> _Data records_
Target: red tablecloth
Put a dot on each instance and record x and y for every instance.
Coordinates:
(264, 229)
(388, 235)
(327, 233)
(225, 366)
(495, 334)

> _WHAT YOU HAVE TO DO_
Give every entry again in full, precisely as written above.

> _TASK OUTPUT_
Target: red tablecloth
Put a dot on each instance and record x and y for every instance.
Coordinates:
(264, 229)
(388, 235)
(327, 233)
(225, 366)
(495, 334)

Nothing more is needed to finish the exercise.